→ **Supplied text**:
## start

The relationship between working-class bohemian Warhol (Guy Pearce) and high-society wanderer Sedgwick (Sienna Miller) forms the core of the film, and Pearce’s and Miller’s mesmerizing performances make clear that Warhol and Sedgwick fulfilled each other’s depthless needs for love, affection, and approval. For a while, this glamorous couple lives the typically fantastic life that gay men and their pretty but damaged straight “girlfriends” are supposed to lead. She brings him clientele and publicity, he reaffirms her beauty and stylishness, and together they get into all sorts of life-affirming trouble as they storm Paris and Manhattan. Edie’s descent from superstardom begins when she starts to dabble in drugs, but the rift between Sedgwick and Warhol widens when Sedgwick becomes enamored of a Bob Dylan-like singer-songwriter (Hayden Christiansen) who tries to get her to look closely at her surroundings and realize that, in the women’s-lib ’60s, she’s being crassly exploited.

## end

→ **Stated exercise 1**: Please count the lines in the entries below that contain the word "field", and reply with the number alone.

→ **Source material**:
## start

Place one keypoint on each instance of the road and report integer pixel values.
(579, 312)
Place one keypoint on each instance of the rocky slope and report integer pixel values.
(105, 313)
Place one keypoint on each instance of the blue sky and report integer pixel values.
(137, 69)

## end
## start

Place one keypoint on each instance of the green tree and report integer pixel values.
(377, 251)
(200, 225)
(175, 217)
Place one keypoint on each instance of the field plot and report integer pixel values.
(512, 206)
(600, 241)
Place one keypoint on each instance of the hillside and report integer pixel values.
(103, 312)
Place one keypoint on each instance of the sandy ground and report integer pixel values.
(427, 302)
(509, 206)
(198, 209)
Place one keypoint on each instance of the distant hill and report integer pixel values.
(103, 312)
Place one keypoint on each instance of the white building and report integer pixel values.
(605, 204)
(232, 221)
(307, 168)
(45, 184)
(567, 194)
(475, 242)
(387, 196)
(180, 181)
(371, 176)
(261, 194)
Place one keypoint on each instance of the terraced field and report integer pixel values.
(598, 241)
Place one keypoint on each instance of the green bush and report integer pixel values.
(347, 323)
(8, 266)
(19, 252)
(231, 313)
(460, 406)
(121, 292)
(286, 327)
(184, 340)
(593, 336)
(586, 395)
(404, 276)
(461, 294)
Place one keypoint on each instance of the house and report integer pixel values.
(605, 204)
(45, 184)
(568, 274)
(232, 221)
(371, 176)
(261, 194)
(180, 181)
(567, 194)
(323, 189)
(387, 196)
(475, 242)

## end

→ **Stated exercise 2**: According to the film review, what starts Edie's descent from superstardom?

→ **Output 1**: 2

→ **Output 2**: Her descent begins when she starts to dabble in drugs.